## EXERCISE REQUIREMENTS
All entries are to be given again verbatim.

— Begin —

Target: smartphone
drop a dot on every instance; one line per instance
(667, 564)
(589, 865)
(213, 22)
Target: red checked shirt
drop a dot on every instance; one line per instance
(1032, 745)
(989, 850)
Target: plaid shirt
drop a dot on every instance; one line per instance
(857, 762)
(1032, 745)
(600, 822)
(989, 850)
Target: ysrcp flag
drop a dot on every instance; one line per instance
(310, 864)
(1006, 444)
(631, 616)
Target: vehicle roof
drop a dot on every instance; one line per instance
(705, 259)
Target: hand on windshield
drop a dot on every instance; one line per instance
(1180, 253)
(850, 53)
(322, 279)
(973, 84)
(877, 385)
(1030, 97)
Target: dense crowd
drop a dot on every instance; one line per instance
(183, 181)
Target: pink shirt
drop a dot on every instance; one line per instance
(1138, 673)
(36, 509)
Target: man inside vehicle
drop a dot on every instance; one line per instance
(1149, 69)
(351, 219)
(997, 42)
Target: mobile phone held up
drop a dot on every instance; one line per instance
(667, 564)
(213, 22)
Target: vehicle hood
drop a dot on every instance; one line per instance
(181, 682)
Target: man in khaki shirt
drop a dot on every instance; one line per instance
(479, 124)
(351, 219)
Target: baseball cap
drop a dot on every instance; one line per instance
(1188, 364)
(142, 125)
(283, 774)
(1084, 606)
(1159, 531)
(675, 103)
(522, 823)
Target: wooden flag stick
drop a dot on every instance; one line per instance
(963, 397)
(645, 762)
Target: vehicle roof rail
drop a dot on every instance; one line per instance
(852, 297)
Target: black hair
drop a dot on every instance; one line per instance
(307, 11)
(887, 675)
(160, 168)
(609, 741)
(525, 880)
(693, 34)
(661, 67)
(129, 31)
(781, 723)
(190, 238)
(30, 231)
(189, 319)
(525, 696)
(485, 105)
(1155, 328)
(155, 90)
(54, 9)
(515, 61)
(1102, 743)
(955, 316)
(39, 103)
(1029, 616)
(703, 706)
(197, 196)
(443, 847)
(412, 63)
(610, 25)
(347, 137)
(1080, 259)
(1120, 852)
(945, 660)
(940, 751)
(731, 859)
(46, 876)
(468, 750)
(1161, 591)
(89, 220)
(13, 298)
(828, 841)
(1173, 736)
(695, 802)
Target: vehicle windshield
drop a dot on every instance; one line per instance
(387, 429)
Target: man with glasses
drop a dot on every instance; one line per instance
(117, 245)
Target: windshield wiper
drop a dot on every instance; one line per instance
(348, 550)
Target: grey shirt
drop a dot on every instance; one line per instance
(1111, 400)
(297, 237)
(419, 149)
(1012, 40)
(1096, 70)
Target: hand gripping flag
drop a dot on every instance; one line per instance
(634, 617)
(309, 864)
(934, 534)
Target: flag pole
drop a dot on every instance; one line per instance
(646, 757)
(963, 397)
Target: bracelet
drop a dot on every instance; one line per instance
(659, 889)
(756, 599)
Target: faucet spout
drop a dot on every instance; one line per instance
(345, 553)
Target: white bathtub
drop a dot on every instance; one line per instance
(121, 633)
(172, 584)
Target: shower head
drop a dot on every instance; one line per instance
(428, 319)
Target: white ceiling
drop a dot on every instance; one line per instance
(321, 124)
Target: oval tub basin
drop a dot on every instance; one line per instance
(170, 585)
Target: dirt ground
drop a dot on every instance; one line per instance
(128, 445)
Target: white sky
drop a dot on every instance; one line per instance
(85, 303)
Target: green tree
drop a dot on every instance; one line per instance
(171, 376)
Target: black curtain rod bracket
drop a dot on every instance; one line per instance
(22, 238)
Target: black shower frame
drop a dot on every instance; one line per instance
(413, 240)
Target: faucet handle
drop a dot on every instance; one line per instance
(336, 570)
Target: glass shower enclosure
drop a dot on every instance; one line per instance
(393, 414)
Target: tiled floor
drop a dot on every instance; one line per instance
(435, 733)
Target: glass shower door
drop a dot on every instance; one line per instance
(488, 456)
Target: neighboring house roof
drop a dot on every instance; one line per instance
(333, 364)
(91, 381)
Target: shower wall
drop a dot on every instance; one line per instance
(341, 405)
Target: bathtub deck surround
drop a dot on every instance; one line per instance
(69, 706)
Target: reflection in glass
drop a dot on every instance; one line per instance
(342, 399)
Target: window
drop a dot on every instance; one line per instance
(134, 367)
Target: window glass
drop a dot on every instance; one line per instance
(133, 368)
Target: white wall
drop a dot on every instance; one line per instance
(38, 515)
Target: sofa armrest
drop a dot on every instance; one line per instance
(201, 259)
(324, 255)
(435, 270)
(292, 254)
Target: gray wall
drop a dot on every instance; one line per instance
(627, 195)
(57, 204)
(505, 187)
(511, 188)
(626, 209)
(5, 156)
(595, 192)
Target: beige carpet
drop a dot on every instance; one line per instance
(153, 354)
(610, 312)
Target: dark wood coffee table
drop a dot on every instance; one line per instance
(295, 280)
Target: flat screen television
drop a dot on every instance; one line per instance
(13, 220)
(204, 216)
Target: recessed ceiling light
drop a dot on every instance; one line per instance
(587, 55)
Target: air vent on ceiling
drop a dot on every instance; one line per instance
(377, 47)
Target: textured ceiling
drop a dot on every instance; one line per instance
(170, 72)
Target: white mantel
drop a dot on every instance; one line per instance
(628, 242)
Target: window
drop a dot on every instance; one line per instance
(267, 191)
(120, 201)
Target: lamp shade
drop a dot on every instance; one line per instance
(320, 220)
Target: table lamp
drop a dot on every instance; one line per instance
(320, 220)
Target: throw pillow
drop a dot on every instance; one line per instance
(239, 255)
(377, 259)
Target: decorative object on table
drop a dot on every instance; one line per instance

— End —

## ANSWER
Target: smartphone
drop a dot on every instance; one line per instance
(667, 564)
(589, 865)
(213, 22)
Target: red checked shirt
drop a dot on every instance; one line per instance
(1032, 745)
(989, 850)
Target: plaid shirt
drop a dot on every instance; one line per instance
(857, 762)
(1032, 745)
(600, 822)
(989, 850)
Target: ysrcp flag
drop a dot on every instance; one line per instance
(310, 864)
(1006, 444)
(631, 616)
Target: vehicle roof
drop a dot on every instance; one line per instance
(705, 259)
Target: hand on windshield
drop a dot on every instance; one line per instance
(1180, 253)
(850, 53)
(322, 279)
(973, 84)
(877, 385)
(1030, 97)
Target: dense crowd
drop a dot on every instance; one line per instance
(183, 181)
Target: pink shirt
drop a dot on every instance; one line per instance
(1138, 673)
(36, 509)
Target: man inside vehicle
drop a dot on every instance; one line per instance
(1149, 69)
(351, 219)
(997, 42)
Target: mobile phone held up
drop a dot on every instance; one line per instance
(667, 564)
(213, 22)
Target: vehicle hood
drop a dot on every instance; one line per instance
(181, 682)
Target: man in khaki shirt
drop a dot on every instance; one line per instance
(479, 124)
(351, 219)
Target: baseball cap
drop a dot on every instance; one line per instance
(1188, 364)
(142, 125)
(283, 774)
(1084, 606)
(1159, 531)
(675, 103)
(522, 823)
Target: wooden flag stick
drop a dot on every instance; one line per instance
(963, 397)
(645, 762)
Target: vehicle roof rail
drop a dot on every instance; one line per instance
(852, 297)
Target: black hair
drop a dot on every instance; one line per instance
(307, 11)
(887, 675)
(160, 168)
(609, 741)
(525, 880)
(693, 34)
(661, 67)
(129, 31)
(781, 723)
(190, 238)
(30, 231)
(189, 319)
(525, 696)
(485, 105)
(1155, 328)
(155, 90)
(54, 9)
(515, 61)
(1102, 743)
(955, 316)
(39, 103)
(1029, 616)
(703, 706)
(197, 196)
(443, 847)
(412, 63)
(610, 25)
(347, 137)
(1080, 259)
(1120, 852)
(945, 660)
(940, 751)
(731, 859)
(46, 876)
(468, 750)
(1161, 591)
(89, 220)
(13, 298)
(828, 841)
(1173, 736)
(695, 802)
Target: vehicle windshield
drop a dot on every instance; one line per instance
(387, 429)
Target: man with glasses
drop a dot on every instance; one line per instance
(117, 245)
Target: windshield wiper
drop a dot on every instance; one line per instance
(348, 550)
Target: grey shirt
drop a dot on every instance; one line per instance
(1111, 400)
(297, 237)
(419, 149)
(1012, 40)
(1096, 70)
Target: hand gripping flag
drop a dot on every instance; one line per instance
(634, 617)
(309, 864)
(934, 534)
Target: flag pole
drop a dot on every instance; one line per instance
(646, 757)
(963, 397)
Target: bracelet
drop a dot on every instance; one line per instance
(659, 889)
(756, 599)
Target: faucet spout
drop a dot on every instance; one line per instance
(345, 553)
Target: white bathtub
drop a dot on every instance; one line per instance
(121, 633)
(172, 584)
Target: shower head
drop a dot on every instance; one line per instance
(428, 319)
Target: white ceiling
drop a dot on every instance; one line per instance
(321, 124)
Target: oval tub basin
drop a dot on every instance; one line per instance
(170, 585)
Target: dirt ground
drop a dot on every instance; one line per instance
(128, 445)
Target: white sky
drop a dot on every instance; one line per instance
(85, 303)
Target: green tree
drop a dot on every instance; one line per instance
(171, 376)
Target: black curtain rod bracket
drop a dot on every instance; one line per instance
(22, 238)
Target: black shower frame
drop a dot on every instance; one line per instance
(413, 240)
Target: faucet handle
drop a dot on every instance; one line per instance
(336, 570)
Target: glass shower enclosure
drop a dot on every instance; one line per instance
(393, 414)
Target: tiled floor
drop a dot on every instance; one line per instance
(435, 733)
Target: glass shower door
drop a dot on every instance; one line per instance
(488, 456)
Target: neighboring house roof
drop a dot on every instance; one line per instance
(333, 364)
(91, 381)
Target: shower wall
drop a dot on every instance; one line per instance
(341, 405)
Target: bathtub deck surround
drop a dot on every instance; one line per instance
(69, 706)
Target: reflection in glass
drop a dot on every instance; one line per instance
(342, 399)
Target: window
drop a dot on every instance; one line per instance
(134, 367)
Target: window glass
drop a dot on every instance; one line per instance
(133, 368)
Target: white wall
drop a dot on every instance; one line per instance
(38, 515)
Target: sofa armrest
drop a dot on every instance; one line per instance
(201, 259)
(324, 255)
(435, 270)
(292, 254)
Target: gray wall
drop a dot on every instance; one line per instance
(627, 195)
(57, 204)
(505, 187)
(511, 188)
(626, 209)
(5, 156)
(595, 192)
Target: beige carpet
drop a dot on every instance; one line per instance
(153, 354)
(610, 312)
Target: dark wood coffee table
drop a dot on every instance; one line per instance
(295, 280)
Target: flat screen television
drop a dot on every instance; one line per instance
(13, 220)
(204, 216)
Target: recessed ceiling light
drop a dot on every instance; one line per instance
(587, 55)
Target: air vent on ceiling
drop a dot on every instance; one line per instance
(377, 47)
Target: textured ceiling
drop a dot on every instance; one line per instance
(170, 72)
Target: white mantel
drop a dot on every instance; one line per instance
(628, 242)
Target: window
drop a dot on every instance; one line per instance
(267, 191)
(120, 201)
Target: lamp shade
drop a dot on every instance; one line per instance
(320, 220)
Target: table lamp
drop a dot on every instance; one line per instance
(320, 220)
Target: throw pillow
drop a dot on every instance; one line per instance
(239, 255)
(377, 259)
Target: decorative object on table
drop a dot on every instance; one line per instance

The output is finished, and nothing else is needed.